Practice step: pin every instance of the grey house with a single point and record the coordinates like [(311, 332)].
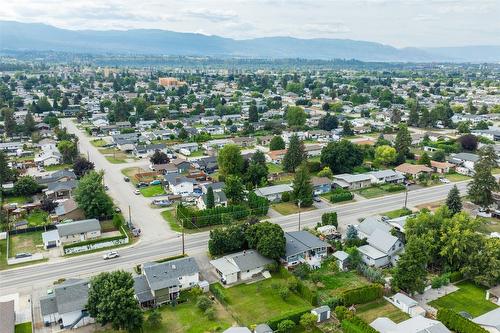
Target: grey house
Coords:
[(66, 304), (162, 282)]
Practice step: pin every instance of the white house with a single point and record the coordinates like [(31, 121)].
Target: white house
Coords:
[(240, 266)]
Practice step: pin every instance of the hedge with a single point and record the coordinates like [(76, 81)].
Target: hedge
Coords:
[(213, 216), (362, 295), (96, 241), (291, 315), (356, 325), (457, 323)]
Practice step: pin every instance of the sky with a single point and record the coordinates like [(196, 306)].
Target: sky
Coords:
[(400, 23)]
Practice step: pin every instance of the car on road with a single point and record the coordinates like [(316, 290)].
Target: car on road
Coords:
[(110, 255)]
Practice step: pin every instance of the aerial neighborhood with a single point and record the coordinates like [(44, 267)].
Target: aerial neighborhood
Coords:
[(354, 198)]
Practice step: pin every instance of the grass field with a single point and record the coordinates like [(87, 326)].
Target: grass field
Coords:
[(28, 242), (258, 302), (152, 191), (23, 328), (37, 218), (187, 318), (397, 213), (380, 308), (469, 297), (287, 208)]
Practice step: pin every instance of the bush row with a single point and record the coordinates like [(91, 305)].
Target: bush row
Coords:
[(457, 323)]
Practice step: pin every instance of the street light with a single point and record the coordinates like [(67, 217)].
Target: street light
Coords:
[(299, 203)]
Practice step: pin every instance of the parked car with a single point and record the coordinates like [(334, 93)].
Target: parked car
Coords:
[(110, 255)]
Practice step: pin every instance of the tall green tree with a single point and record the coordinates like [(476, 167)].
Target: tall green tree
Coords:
[(210, 198), (277, 143), (111, 300), (234, 189), (230, 160), (302, 187), (91, 196), (453, 201), (295, 154), (341, 156)]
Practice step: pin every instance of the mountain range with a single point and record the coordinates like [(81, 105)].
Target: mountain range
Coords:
[(41, 37)]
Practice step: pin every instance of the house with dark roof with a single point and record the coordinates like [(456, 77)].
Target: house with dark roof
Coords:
[(162, 283), (304, 247), (66, 304), (241, 266)]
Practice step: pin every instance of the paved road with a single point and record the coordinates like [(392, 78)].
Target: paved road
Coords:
[(159, 242), (148, 219)]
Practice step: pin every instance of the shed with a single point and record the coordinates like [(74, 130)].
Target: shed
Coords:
[(323, 313)]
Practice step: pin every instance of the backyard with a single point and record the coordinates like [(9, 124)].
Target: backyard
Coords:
[(30, 242), (380, 308), (469, 298), (259, 302), (287, 208)]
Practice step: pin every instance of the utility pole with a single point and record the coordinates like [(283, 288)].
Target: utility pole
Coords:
[(299, 202)]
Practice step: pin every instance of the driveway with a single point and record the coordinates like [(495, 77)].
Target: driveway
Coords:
[(150, 221)]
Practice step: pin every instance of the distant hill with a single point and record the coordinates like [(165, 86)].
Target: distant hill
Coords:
[(42, 37)]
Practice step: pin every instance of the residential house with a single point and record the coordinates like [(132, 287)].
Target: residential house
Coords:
[(7, 317), (418, 324), (77, 231), (407, 305), (220, 199), (381, 250), (490, 321), (273, 193), (385, 177), (162, 283), (321, 185), (241, 266), (276, 156), (179, 185), (442, 167), (66, 304), (413, 170), (304, 247), (351, 181)]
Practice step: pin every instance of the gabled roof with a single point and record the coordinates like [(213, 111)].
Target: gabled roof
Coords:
[(166, 274)]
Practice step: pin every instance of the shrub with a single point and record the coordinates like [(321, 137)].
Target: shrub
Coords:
[(457, 323)]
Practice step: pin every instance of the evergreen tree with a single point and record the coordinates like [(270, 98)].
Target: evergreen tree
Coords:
[(295, 154), (453, 201), (210, 198), (302, 186)]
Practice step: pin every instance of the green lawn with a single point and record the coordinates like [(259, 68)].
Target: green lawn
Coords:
[(28, 242), (23, 328), (380, 308), (456, 177), (397, 213), (469, 298), (37, 218), (259, 302), (152, 191), (187, 318), (274, 168), (287, 208)]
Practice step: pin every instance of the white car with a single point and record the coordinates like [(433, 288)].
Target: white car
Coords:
[(110, 255)]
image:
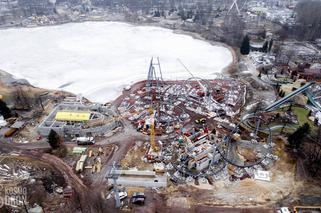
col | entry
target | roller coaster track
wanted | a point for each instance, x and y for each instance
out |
(288, 97)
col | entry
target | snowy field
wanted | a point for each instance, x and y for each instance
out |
(97, 59)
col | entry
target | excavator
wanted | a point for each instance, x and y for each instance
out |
(154, 151)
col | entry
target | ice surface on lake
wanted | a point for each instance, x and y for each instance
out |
(98, 59)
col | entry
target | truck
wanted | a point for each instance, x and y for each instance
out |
(85, 140)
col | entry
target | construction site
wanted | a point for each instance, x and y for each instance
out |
(244, 136)
(172, 138)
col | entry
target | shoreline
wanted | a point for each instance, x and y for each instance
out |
(225, 71)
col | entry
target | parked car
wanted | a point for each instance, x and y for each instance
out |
(85, 140)
(122, 195)
(138, 198)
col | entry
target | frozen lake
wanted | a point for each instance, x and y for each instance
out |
(97, 59)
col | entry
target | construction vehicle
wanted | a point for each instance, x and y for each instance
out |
(299, 209)
(200, 121)
(153, 152)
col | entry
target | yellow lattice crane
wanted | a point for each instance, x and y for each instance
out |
(152, 130)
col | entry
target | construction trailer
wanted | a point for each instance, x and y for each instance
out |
(80, 163)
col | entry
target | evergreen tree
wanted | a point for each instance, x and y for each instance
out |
(265, 46)
(4, 110)
(54, 139)
(245, 46)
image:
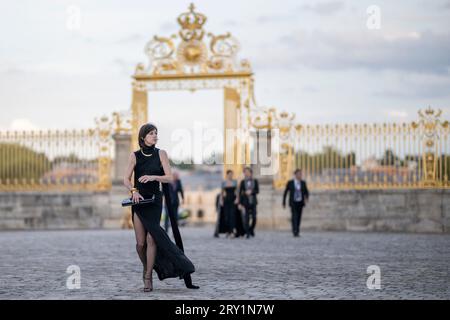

## Work item
Copy all lines from the entries that contain the word "roof".

## Response to the task
Practice step: pin every instance of the house with dark roof with a single point and record the coordinates like [(456, 77)].
Target: house with dark roof
Practice step: pin every instance of the gabled roof with a single point and record the coordinates like [(213, 111)].
Target: gabled roof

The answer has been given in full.